Given problem A:
Answer these questions using the text about the Nassau Guardian.
(i) On what date was the paper's first issue published?
(ii) Whom did a pro-slavery section of the community support in establishing The Argus in 1831?
(iii) Who became editor and manager of the newspaper in 1904?
Given problem B: Echo the passage of the Nassau Guardian text starting with "In 1837, Edwin" and going on through "Percival James Moseley.".
Given problem C: Carry on the history of the Nassau Guardian, picking up after its final sentence.
*** Source
The Nassau Guardian is a newspaper in The Bahamas, based in Nassau. Its first issue was published November 23, 1844. It is the largest newspaper in the Bahamas.  The paper is one of the oldest continually published newspapers in the world and is considered a newspaper of record for The Bahamas.

History
After the liberal Sir James Carmichael-Smyth became governor in 1829, dissent rose in Nassau over the question of emancipation and in 1831 a pro-slavery section of the community supported George Biggs in the establishment of The Argus in order to promote their anti-emancipation views.  

In 1837, Edwin Charles Moseley, a journalist who had worked at The Times in London, arrived in Nassau to take up his appointment as editor of The Argus. Moseley found the semi-weekly's policies so objectionable that he refused to become its editor. On 23 November 1844, Moseley  founded the Nassau Guardian. Recognizing that the newspaper industry in the Bahamas could not withstand three newspapers, Moseley acquired the Bahama Herald in 1877. 

Alfred Edwin Moseley acquired the Nassau Guardian from his father, Edwin. In 1904, Alfred died and Mary Moseley became the editor and manager of the newspaper. In 1907, Mary acquired the newspaper from the Estate of the late Percival James Moseley.
******
*** Supplied entries
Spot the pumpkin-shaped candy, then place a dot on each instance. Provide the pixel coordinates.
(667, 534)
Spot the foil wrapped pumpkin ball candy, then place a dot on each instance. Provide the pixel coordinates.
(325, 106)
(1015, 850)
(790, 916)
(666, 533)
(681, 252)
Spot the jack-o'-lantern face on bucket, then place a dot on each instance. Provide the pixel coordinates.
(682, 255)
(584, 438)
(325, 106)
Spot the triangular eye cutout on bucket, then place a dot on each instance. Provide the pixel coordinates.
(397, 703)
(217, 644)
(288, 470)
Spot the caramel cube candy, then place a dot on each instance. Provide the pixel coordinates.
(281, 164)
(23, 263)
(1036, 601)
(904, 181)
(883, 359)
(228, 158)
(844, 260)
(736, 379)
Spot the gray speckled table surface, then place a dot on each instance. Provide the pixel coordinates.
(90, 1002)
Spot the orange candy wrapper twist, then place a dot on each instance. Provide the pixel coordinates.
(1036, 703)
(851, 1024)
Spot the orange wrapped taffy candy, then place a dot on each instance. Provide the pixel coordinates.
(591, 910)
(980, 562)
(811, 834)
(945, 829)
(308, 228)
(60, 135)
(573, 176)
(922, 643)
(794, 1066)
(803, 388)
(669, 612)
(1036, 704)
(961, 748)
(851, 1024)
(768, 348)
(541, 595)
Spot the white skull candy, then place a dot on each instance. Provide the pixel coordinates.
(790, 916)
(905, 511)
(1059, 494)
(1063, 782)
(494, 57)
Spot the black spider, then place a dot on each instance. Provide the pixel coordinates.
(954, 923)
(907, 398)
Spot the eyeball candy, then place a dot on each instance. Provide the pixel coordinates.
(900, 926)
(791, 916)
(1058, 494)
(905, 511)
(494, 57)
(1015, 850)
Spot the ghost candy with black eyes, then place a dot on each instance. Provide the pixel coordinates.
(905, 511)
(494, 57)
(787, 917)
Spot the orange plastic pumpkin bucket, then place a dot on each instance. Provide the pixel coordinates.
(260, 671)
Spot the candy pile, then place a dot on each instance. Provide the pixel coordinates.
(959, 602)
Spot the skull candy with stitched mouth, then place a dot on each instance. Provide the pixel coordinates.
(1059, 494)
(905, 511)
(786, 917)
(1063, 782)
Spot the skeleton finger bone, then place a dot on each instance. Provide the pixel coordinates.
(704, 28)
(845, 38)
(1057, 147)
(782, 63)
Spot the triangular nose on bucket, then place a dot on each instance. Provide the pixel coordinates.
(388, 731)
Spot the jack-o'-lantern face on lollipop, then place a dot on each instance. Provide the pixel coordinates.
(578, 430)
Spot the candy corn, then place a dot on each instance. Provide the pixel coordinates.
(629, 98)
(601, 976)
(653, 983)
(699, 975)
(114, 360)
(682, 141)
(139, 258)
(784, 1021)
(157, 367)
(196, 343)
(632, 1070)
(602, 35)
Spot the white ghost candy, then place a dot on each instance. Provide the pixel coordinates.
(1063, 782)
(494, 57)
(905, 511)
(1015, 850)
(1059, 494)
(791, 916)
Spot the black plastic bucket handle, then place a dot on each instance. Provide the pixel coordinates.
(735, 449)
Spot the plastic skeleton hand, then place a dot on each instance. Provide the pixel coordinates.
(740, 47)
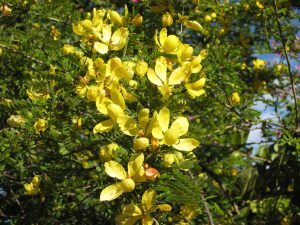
******
Reply A:
(i) November 23, 1844
(ii) George Biggs
(iii) Mary Moseley

Reply B:
In 1837, Edwin Charles Moseley, a journalist who had worked at The Times in London, arrived in Nassau to take up his appointment as editor of The Argus. Moseley found the semi-weekly's policies so objectionable that he refused to become its editor. On 23 November 1844, Moseley  founded the Nassau Guardian. Recognizing that the newspaper industry in the Bahamas could not withstand three newspapers, Moseley acquired the Bahama Herald in 1877. 

Alfred Edwin Moseley acquired the Nassau Guardian from his father, Edwin. In 1904, Alfred died and Mary Moseley became the editor and manager of the newspaper. In 1907, Mary acquired the newspaper from the Estate of the late Percival James Moseley.

Reply C:
Mary would own and run the newspaper for 48 more years to a restricted audience with circulation seldom exceeding 300 daily.  Before WWII, she had hoped to give the newspaper to her nephew, Doyle Moseley who lived in Australia at that time. Doyle would enlist in The Royal Air Force during the war and while in a raid over France in the early 1940s had been killed. 

Since no one in the family was interested in the family business, she turned control and the newspaper to a group of Nassau business and professional men who offered to buy The Nassau Guardian from her. Mary worked in an advisory capacity from 1952–55. Mary died on January 19, 1961, at the age of 81. 

The new owners tried to turn it into a propaganda medium to promote their political philosophies, however, that was not successful. In 1967, John S. Perry Jr., acquired the newspaper. 
On January 20, 2002, The Nassau Guardian became a fully Bahamian–owned newspaper when John H. Perry, son of John Jr., sold his 60 percent stake in the company. 

The current owners are Emanuel Alexiou and Anthony Ferguson At some point, The Nassau Guardian acquired and also operates The Freeport News.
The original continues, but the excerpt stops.